In the parliamentary text below, rewrite the paragraph beginning "I refer the hon. Member" as a shorter paragraph that keeps its main facts.
--- START TEXT EXTRACT ---
Foreign And Commonwealth Affairs
To ask the Secretary of State for Foreign and Commonwealth Affairs what representations he has received from the Government of Indonesia in respect of the Foreign Office mission statement. 
To ask the Secretary of State for Foreign and Commonwealth Affairs what discussions he has had with the Government of Nigeria in respect of the restoration of democracy. 
We have contact with the Nigerian Government through our High Commissioner in Abuja. He regularly raises our concerns about the lack of progress towards the restoration of democracy and respect for human rights.
To ask the Secretary of State for Foreign and Commonwealth Affairs if he will make a statement concerning his role in relation to Kashmir. 
I refer the hon. Member to the replies I gave to my hon. Friends the Members for Peterborough (Mrs. Brinton) and for Luton, North (Mr. Hopkins) on 28 October 1997, Official Report, columns 795–96. My right hon. Friend the Foreign Secretary made clear to the House on the same day that Britain continues to be willing to help find a solution, but that any offer of help must be acceptable to Pakistan and India.
--- END TEXT EXTRACT ---
--- START MATERIAL SUPPLIED ---
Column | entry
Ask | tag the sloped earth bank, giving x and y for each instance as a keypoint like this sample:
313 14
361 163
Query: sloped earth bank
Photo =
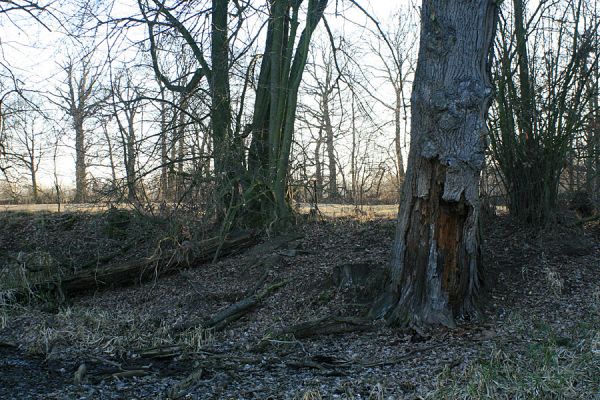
538 336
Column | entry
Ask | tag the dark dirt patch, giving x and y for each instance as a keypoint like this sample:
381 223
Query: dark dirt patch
538 295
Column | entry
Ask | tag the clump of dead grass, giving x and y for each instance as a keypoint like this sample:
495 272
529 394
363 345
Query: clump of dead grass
546 366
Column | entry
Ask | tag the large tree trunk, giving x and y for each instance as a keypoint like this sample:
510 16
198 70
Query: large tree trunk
435 268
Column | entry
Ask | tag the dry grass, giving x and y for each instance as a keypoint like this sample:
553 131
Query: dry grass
348 210
549 366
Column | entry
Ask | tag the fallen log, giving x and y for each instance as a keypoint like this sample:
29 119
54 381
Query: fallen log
137 271
232 312
329 325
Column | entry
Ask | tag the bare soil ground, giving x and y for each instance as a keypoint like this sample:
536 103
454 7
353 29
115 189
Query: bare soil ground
538 335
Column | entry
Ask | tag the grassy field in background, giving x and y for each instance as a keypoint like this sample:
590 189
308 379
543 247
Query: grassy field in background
326 210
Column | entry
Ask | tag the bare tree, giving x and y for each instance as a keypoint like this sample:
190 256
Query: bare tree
80 101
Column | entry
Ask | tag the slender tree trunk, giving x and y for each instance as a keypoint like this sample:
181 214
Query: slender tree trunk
131 159
33 173
221 108
164 170
80 167
435 269
330 148
398 131
319 167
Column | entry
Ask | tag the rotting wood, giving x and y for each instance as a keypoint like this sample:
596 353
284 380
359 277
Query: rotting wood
146 269
323 326
233 312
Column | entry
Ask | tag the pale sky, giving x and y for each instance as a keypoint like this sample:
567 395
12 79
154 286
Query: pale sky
34 54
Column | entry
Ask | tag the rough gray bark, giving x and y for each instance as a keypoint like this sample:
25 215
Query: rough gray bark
435 269
79 103
331 159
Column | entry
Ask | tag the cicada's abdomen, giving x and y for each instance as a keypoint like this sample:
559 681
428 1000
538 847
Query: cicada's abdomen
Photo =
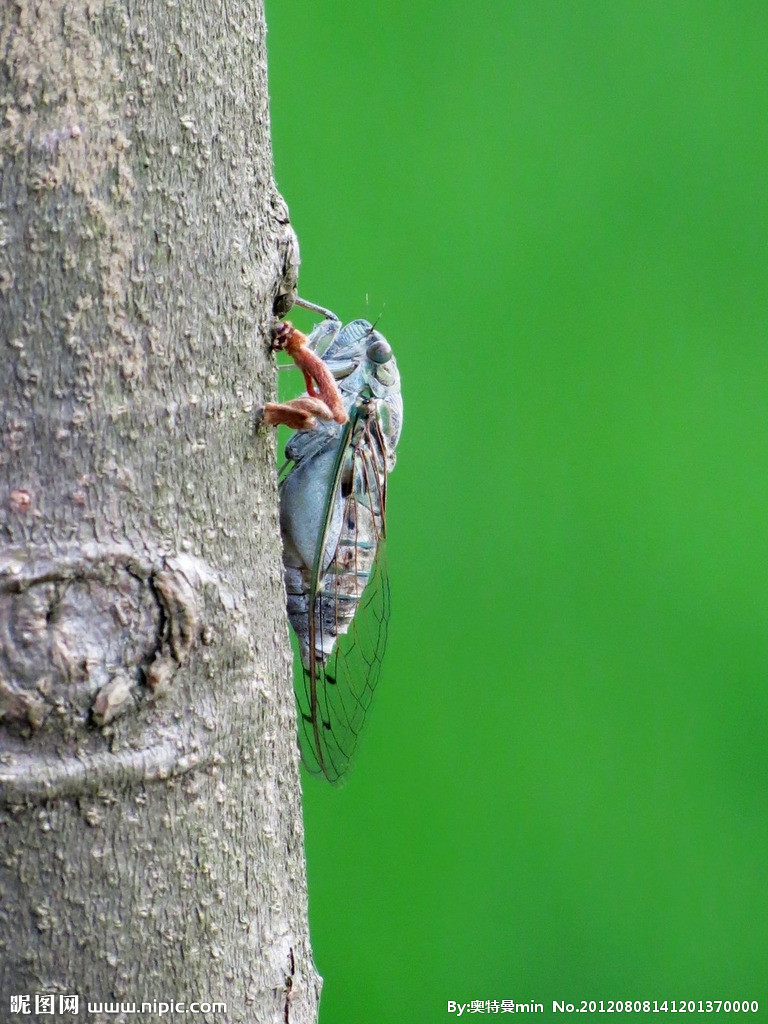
333 509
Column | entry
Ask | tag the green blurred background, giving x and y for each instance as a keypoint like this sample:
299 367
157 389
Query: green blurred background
560 212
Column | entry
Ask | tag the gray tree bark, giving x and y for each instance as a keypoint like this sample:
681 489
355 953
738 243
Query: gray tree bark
151 838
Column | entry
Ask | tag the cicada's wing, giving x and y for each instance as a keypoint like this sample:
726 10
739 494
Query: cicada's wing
349 602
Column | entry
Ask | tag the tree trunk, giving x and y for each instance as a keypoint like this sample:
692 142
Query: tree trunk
152 845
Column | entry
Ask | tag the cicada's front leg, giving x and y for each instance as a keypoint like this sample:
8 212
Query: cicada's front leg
323 399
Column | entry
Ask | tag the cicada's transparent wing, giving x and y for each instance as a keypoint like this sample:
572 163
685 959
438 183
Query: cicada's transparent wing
333 698
350 612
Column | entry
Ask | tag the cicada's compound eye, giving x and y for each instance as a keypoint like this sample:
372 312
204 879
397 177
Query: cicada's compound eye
379 351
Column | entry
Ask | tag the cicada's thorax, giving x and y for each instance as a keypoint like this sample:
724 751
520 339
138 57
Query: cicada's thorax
333 500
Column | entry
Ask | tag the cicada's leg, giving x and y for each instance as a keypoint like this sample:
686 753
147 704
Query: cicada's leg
320 380
299 414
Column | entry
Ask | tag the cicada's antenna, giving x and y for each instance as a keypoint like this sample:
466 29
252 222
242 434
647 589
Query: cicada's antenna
373 326
313 307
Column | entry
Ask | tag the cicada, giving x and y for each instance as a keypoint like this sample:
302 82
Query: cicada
333 497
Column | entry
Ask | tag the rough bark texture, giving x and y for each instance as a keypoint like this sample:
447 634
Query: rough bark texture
151 839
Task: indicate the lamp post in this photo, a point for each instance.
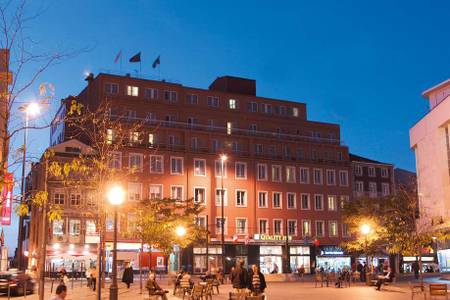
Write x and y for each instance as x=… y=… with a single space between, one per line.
x=31 y=109
x=116 y=197
x=223 y=159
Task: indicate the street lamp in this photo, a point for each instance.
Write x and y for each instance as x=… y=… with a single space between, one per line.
x=116 y=197
x=31 y=110
x=223 y=159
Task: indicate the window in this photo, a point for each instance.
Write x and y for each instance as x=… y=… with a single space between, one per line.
x=115 y=162
x=75 y=199
x=276 y=173
x=192 y=99
x=156 y=191
x=318 y=176
x=358 y=170
x=305 y=201
x=135 y=162
x=219 y=223
x=151 y=93
x=176 y=192
x=262 y=172
x=306 y=227
x=343 y=178
x=277 y=227
x=304 y=175
x=176 y=165
x=170 y=96
x=74 y=227
x=263 y=226
x=331 y=177
x=292 y=227
x=199 y=167
x=221 y=168
x=385 y=189
x=232 y=104
x=59 y=198
x=290 y=174
x=320 y=228
x=241 y=198
x=332 y=228
x=58 y=227
x=241 y=225
x=262 y=200
x=213 y=101
x=221 y=194
x=332 y=205
x=276 y=200
x=371 y=171
x=318 y=202
x=134 y=191
x=291 y=200
x=111 y=88
x=132 y=91
x=200 y=195
x=240 y=170
x=156 y=164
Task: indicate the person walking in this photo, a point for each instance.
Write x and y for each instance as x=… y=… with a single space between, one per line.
x=128 y=275
x=239 y=277
x=257 y=282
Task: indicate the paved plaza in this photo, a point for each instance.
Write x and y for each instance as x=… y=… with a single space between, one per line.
x=275 y=291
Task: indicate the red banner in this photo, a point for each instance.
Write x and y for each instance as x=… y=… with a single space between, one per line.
x=7 y=199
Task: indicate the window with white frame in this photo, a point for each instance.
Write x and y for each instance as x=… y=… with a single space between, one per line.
x=304 y=200
x=176 y=192
x=241 y=225
x=135 y=161
x=74 y=227
x=156 y=191
x=221 y=194
x=332 y=228
x=276 y=173
x=261 y=172
x=263 y=226
x=343 y=178
x=132 y=91
x=200 y=195
x=156 y=164
x=262 y=200
x=277 y=226
x=292 y=227
x=276 y=200
x=318 y=176
x=241 y=198
x=176 y=165
x=240 y=170
x=331 y=177
x=320 y=228
x=318 y=202
x=220 y=168
x=134 y=191
x=290 y=174
x=291 y=200
x=304 y=175
x=199 y=167
x=332 y=203
x=306 y=227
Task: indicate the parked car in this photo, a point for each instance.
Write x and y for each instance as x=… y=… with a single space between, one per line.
x=17 y=282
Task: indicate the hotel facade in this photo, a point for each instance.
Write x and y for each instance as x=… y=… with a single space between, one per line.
x=283 y=182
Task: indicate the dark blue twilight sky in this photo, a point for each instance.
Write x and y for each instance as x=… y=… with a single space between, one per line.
x=357 y=64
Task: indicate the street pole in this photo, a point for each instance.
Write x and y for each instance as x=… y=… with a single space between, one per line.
x=113 y=289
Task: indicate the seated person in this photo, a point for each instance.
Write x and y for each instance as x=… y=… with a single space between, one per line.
x=388 y=277
x=153 y=287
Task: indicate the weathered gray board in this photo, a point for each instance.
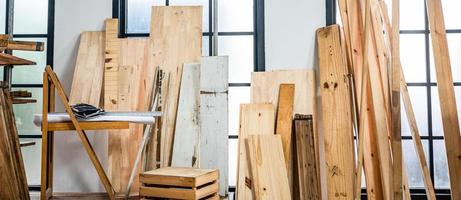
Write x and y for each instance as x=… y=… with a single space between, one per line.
x=213 y=117
x=186 y=138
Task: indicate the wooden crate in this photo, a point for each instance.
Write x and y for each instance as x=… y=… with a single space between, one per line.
x=180 y=183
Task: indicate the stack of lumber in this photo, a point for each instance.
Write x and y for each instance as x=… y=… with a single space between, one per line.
x=13 y=183
x=118 y=74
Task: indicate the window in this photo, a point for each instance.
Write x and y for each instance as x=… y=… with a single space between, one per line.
x=32 y=21
x=239 y=35
x=418 y=65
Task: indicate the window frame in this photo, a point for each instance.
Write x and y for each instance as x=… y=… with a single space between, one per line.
x=416 y=193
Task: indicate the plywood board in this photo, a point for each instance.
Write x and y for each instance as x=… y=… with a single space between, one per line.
x=89 y=70
x=175 y=39
x=306 y=178
x=186 y=138
x=446 y=95
x=336 y=110
x=268 y=169
x=255 y=119
x=214 y=117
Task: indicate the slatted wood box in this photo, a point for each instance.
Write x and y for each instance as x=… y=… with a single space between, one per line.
x=180 y=183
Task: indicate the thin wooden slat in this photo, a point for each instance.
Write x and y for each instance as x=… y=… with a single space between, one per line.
x=446 y=94
x=176 y=38
x=268 y=169
x=337 y=118
x=255 y=119
x=214 y=117
x=305 y=153
x=186 y=138
x=89 y=69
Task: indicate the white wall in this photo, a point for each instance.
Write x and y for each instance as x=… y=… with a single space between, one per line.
x=73 y=171
x=290 y=32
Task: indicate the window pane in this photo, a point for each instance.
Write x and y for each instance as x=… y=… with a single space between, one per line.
x=235 y=15
x=454 y=47
x=414 y=174
x=412 y=16
x=233 y=151
x=24 y=113
x=451 y=9
x=240 y=52
x=441 y=179
x=237 y=96
x=30 y=74
x=204 y=3
x=437 y=126
x=32 y=159
x=30 y=16
x=139 y=14
x=413 y=52
x=418 y=96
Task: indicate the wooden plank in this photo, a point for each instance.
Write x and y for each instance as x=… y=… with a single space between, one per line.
x=268 y=169
x=214 y=117
x=255 y=119
x=89 y=70
x=186 y=138
x=111 y=64
x=68 y=126
x=176 y=38
x=305 y=153
x=337 y=118
x=446 y=95
x=416 y=138
x=86 y=144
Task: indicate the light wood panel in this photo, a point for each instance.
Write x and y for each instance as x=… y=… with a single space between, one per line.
x=176 y=38
x=268 y=169
x=214 y=117
x=186 y=138
x=255 y=119
x=306 y=178
x=446 y=94
x=89 y=70
x=336 y=111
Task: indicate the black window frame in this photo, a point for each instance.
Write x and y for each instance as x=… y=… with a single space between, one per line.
x=416 y=193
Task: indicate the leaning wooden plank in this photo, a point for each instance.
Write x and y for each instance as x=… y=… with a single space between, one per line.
x=186 y=138
x=446 y=95
x=305 y=153
x=416 y=138
x=214 y=117
x=268 y=169
x=111 y=64
x=284 y=125
x=255 y=119
x=337 y=118
x=89 y=70
x=176 y=38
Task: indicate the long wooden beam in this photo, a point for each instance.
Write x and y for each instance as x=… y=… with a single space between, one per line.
x=446 y=94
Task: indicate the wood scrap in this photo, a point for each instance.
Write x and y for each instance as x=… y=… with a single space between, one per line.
x=268 y=169
x=175 y=39
x=337 y=117
x=214 y=118
x=446 y=91
x=255 y=119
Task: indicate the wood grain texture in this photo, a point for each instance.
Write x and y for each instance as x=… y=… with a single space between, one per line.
x=176 y=38
x=186 y=137
x=255 y=119
x=214 y=117
x=89 y=69
x=337 y=117
x=268 y=169
x=308 y=182
x=446 y=94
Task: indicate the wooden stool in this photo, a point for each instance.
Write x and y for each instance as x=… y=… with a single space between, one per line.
x=180 y=183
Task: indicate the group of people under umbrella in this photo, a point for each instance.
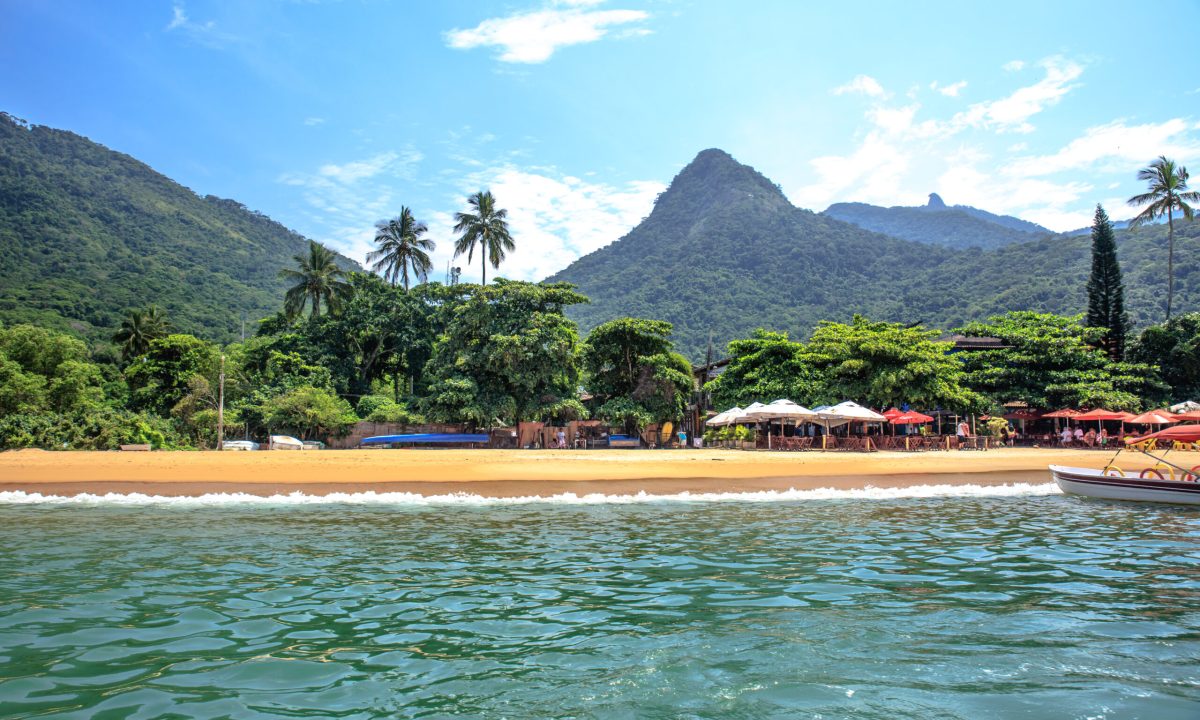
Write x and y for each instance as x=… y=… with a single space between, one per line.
x=1187 y=412
x=826 y=417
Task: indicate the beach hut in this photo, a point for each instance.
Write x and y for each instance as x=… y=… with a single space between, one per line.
x=780 y=409
x=724 y=418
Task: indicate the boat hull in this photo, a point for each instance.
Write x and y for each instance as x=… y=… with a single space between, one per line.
x=1127 y=486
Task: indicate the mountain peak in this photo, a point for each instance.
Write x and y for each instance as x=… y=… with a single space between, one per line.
x=715 y=181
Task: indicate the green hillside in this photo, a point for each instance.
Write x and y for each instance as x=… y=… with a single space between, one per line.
x=87 y=233
x=936 y=223
x=725 y=252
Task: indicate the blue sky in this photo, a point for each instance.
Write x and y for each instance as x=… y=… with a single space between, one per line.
x=329 y=117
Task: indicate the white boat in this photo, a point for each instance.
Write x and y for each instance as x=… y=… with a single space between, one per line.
x=1165 y=483
x=1116 y=485
x=286 y=443
x=239 y=445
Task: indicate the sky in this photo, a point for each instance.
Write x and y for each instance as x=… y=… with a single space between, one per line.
x=331 y=115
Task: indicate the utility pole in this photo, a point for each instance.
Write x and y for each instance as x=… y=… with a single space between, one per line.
x=221 y=407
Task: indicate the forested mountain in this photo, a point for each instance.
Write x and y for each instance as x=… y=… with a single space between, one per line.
x=725 y=252
x=87 y=233
x=936 y=223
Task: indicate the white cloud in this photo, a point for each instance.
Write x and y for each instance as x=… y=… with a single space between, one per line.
x=531 y=37
x=900 y=156
x=179 y=18
x=1012 y=113
x=1114 y=142
x=343 y=207
x=205 y=34
x=553 y=217
x=862 y=85
x=951 y=90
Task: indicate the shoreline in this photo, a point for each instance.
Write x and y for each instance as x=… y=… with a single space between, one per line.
x=523 y=473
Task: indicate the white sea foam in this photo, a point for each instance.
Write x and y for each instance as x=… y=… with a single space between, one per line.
x=568 y=498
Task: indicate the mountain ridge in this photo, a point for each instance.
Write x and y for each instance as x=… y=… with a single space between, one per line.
x=90 y=232
x=725 y=268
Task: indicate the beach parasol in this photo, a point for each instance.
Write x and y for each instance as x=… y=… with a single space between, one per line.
x=724 y=418
x=1063 y=413
x=1151 y=418
x=781 y=409
x=911 y=418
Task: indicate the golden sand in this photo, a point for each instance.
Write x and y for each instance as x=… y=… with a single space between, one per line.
x=505 y=473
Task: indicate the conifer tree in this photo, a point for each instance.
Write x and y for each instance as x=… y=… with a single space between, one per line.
x=1105 y=291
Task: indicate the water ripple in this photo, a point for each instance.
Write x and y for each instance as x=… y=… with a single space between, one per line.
x=903 y=607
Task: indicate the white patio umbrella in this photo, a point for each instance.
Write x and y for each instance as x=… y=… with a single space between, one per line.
x=781 y=409
x=724 y=418
x=844 y=413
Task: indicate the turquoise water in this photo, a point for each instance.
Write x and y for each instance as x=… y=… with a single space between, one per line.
x=1037 y=606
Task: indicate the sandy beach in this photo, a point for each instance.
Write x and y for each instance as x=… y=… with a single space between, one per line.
x=508 y=473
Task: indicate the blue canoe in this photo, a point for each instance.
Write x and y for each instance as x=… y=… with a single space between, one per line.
x=429 y=437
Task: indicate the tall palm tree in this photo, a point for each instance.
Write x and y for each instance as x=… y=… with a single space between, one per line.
x=138 y=328
x=1168 y=193
x=486 y=227
x=401 y=247
x=318 y=280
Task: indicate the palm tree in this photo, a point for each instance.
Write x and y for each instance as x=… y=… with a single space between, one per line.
x=138 y=328
x=1168 y=193
x=401 y=247
x=487 y=227
x=318 y=280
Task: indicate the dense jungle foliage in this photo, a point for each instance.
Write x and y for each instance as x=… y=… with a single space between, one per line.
x=87 y=234
x=725 y=252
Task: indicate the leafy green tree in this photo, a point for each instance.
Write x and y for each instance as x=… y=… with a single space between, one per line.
x=1105 y=291
x=21 y=391
x=508 y=353
x=486 y=227
x=402 y=249
x=318 y=281
x=138 y=328
x=1051 y=361
x=763 y=367
x=1174 y=347
x=634 y=375
x=1168 y=192
x=42 y=371
x=310 y=412
x=887 y=364
x=161 y=377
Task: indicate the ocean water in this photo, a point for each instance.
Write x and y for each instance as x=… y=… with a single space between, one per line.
x=959 y=603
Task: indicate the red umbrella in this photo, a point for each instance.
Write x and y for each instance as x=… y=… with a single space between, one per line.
x=911 y=418
x=1062 y=413
x=1101 y=414
x=1183 y=433
x=1151 y=418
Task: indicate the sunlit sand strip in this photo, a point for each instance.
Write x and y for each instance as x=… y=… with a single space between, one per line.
x=569 y=498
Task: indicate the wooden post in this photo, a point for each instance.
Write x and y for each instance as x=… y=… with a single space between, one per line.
x=221 y=408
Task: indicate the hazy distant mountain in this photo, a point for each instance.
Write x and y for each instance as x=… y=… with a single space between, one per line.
x=87 y=233
x=725 y=252
x=940 y=225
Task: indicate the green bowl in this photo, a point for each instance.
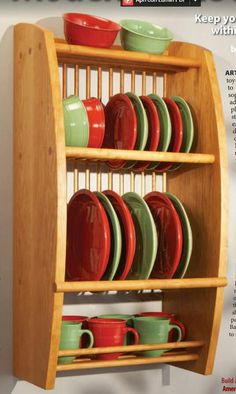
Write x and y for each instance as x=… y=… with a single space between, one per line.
x=144 y=36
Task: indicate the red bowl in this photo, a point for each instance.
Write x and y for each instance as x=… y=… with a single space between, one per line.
x=84 y=29
x=96 y=117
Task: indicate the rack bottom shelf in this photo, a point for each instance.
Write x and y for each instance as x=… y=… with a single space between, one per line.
x=127 y=360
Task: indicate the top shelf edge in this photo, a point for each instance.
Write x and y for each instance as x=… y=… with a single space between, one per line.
x=119 y=154
x=117 y=56
x=147 y=284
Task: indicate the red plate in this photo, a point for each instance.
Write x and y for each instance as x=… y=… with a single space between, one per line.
x=128 y=234
x=121 y=126
x=88 y=237
x=177 y=132
x=153 y=131
x=170 y=239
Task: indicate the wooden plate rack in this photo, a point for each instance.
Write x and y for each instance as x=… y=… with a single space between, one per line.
x=40 y=197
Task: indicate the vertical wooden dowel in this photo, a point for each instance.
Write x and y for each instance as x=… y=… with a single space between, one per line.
x=164 y=178
x=133 y=81
x=122 y=81
x=99 y=177
x=87 y=178
x=99 y=79
x=76 y=92
x=64 y=81
x=132 y=180
x=154 y=181
x=144 y=83
x=76 y=80
x=143 y=186
x=154 y=82
x=75 y=177
x=88 y=82
x=164 y=182
x=164 y=85
x=110 y=180
x=121 y=183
--- END MATERIAL SUPPLIED ---
**WORKED ANSWER**
The Member is referred to replies given on 28 October 1997 to the Members for Peterborough (Mrs. Brinton) and Luton, North (Mr. Hopkins), in the Official Report, columns 795–96. That same day, the Foreign Secretary told the House that Britain is still willing to help find a solution, provided any offer of help is acceptable to both Pakistan and India.